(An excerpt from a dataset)
***
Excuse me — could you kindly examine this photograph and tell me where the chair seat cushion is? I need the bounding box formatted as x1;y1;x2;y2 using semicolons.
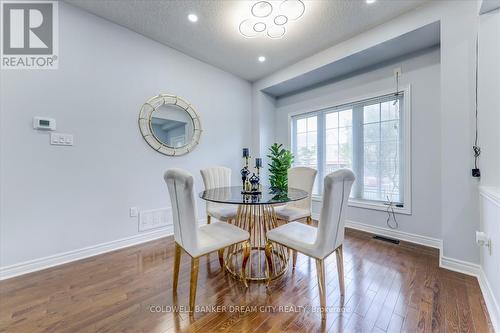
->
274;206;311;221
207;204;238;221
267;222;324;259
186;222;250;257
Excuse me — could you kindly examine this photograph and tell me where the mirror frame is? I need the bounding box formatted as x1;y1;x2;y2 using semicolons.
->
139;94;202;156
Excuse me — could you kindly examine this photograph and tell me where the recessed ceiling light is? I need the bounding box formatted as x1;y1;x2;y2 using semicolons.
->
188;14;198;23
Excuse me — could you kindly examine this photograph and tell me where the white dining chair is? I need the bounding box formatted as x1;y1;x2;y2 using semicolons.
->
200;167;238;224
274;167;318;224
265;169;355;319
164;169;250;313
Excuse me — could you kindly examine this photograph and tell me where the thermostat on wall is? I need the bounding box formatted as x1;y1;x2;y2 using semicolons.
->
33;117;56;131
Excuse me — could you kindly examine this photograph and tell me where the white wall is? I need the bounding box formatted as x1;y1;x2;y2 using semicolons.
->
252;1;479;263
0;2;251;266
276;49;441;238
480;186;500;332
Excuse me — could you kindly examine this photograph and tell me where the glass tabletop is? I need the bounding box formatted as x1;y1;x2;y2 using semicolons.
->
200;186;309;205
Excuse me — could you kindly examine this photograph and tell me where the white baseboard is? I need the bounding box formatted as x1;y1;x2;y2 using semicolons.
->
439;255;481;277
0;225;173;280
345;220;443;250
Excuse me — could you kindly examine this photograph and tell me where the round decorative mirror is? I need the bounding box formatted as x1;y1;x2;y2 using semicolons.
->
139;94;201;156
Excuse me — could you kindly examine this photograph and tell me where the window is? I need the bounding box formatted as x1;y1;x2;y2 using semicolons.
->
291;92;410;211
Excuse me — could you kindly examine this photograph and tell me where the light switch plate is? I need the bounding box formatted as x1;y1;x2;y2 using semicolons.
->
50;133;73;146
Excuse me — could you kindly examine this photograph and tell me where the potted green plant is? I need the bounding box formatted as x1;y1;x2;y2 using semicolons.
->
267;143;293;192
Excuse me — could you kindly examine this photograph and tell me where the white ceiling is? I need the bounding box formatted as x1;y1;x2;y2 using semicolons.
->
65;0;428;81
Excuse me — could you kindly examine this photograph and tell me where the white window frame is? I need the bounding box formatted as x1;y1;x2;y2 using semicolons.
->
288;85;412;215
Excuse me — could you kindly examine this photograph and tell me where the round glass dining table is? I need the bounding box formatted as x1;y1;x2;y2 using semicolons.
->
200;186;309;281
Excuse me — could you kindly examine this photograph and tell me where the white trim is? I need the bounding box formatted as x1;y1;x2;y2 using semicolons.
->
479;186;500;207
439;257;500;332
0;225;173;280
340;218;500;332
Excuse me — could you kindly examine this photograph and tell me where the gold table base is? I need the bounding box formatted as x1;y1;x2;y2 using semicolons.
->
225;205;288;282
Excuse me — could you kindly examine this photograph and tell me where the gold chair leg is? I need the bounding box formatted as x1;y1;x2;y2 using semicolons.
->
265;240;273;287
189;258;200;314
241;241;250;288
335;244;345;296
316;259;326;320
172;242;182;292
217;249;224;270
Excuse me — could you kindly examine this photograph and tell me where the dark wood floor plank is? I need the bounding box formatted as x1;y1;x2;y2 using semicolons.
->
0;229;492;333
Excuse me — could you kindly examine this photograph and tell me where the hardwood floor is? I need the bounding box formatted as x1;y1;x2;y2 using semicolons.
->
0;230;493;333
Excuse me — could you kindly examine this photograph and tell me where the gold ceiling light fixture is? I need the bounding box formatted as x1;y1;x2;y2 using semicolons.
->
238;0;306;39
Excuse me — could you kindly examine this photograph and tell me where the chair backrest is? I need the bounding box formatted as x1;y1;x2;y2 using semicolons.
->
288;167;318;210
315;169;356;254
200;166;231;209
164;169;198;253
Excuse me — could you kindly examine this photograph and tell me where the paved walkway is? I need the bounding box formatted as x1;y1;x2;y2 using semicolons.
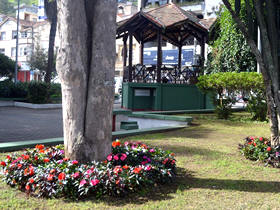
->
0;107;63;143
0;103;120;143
***
- Short task: Update all of the rows above by replacing "photograph" with "image", leaving everything else unchanged. Omit the pictures from your output.

- Answer to the problem:
Excuse me — could you kindly examine this image and tell me where the chair seat cushion is? I need the bounding box formatted as x1;y1;x2;y2 using semicolons.
->
274;206;311;221
207;204;238;221
267;222;324;259
186;222;250;257
Excuse me — could you kindly examine this image and tell me where the mirror frame is? I need the bounding box formatted as x1;y1;x2;y2 using semicolons.
->
139;94;202;156
Excuse me — could you kindly examine this image and tell me where the recessed ceiling light is? I need the bounding box formatted as x1;y1;x2;y2 using semicolons.
->
188;14;198;23
Excuse me — could you kindly examine this image and tell me where the white dining chair is? I need the bounding box formatted as x1;y1;x2;y2 using semicolons.
->
200;167;238;224
274;167;318;224
265;169;355;319
164;169;250;313
Excuse me — could you kindly examine this image and tell me where the thermostat on wall is? I need the bounding box formatted as x1;y1;x2;y2 using semicolons.
->
33;117;56;131
Excuse me — could you kindly examine this image and tell me where the white wall is? I need the bounding box formatted as x1;y1;x2;y2 using semicolons.
->
252;1;479;263
0;2;251;266
276;49;441;238
480;186;500;332
Excuse me — could you kindly examine this image and tell me where the glass tabletop is? I need the bounding box formatted as x1;y1;x2;y2 using semicolons.
->
200;186;309;205
Excuse me — could you kindly examine this image and tell me where the white baseboard is? I need the bounding box formatted as x1;y1;x2;y2 using semicolons.
->
439;255;481;277
0;225;173;280
345;220;443;250
Excuse me — could you kindly examine this image and tell me where the round decorative mirror is? I need the bounding box formatted as x1;y1;x2;y2 using semicolons.
->
139;94;201;156
Excuse me — could you kindly examine this image and tell me where the window is? I need the bounding box formatted as x1;y1;x2;y2 using semicolons.
->
291;92;410;211
Excuse me — could you kindly examine this image and tell me where the light switch plate is? I need the bounding box formatted as x1;y1;x2;y2 using semicolons.
->
50;133;73;146
Excuse me — could you kindly examine this image and tell me where the potted green plant is? I need the bounding box formatted as x1;y1;x2;y2 using semicolons.
->
267;143;293;192
Excuse me — could you kindly examine this image and tell me where the white ceiling is? I need the bounding box formatted as x1;y1;x2;y2 using semicolons.
->
65;0;428;81
Excuse me — could you kindly examine this image and tell me where the white window frame is? I need the bounding box formatted as x1;y1;x2;y2 using semicolons.
->
288;85;412;215
Excuse me — could you kindly examine this image and tell me where the round glass dining table is? I need the bounding box formatted as x1;y1;x2;y2 using semicolons.
->
200;186;309;281
Excuse me — could you kindly examine this image and tell me where the white trim is? I need the bounding box formatted as x1;y1;x2;y2 using semicolons.
->
479;186;500;207
439;257;500;332
0;225;173;280
340;218;500;332
Excuse me — could you kindly examine this image and tell me where the gold table base is? I need the bounding box formatted as x1;y1;x2;y2 using semicolons.
->
225;205;288;282
Excuse me — could you kindly examine this image and tell me where the gold chair leg is? I need the bounding box formatted as x1;y1;x2;y2 using semicolons.
->
265;240;273;287
189;258;200;314
241;241;250;288
335;244;345;296
316;259;326;320
172;242;182;292
217;249;224;270
Excuse me — could you kindly examine this image and tell me where the dark wood floor plank is? I need the bounding box formatted as x1;y1;x2;y2 using semicolons.
->
0;229;492;333
Excuse me — could you kindly examine this image and tell me where the hardwood floor is? I need the bounding box formatted as x1;y1;x2;y2 using semicolons.
->
0;230;493;333
Excuse me — could you kindly examine this image and tell me where the gold ceiling light fixture is? I need the bounding box formatted as x1;y1;x2;y2 using semicolons.
->
238;0;306;39
Excuse me — could you kindly examine this image and tell me where the chair backrest is? I need the bounding box formatted as x1;y1;x2;y2 using semicolons.
->
288;167;318;210
315;169;356;254
200;166;231;209
164;169;198;253
Excuse me — could you kindly examine this image and tell me where the paved walkway is? I need the bounding box formatted as x1;y1;x2;y2 using semicolons.
->
0;107;63;143
0;103;120;143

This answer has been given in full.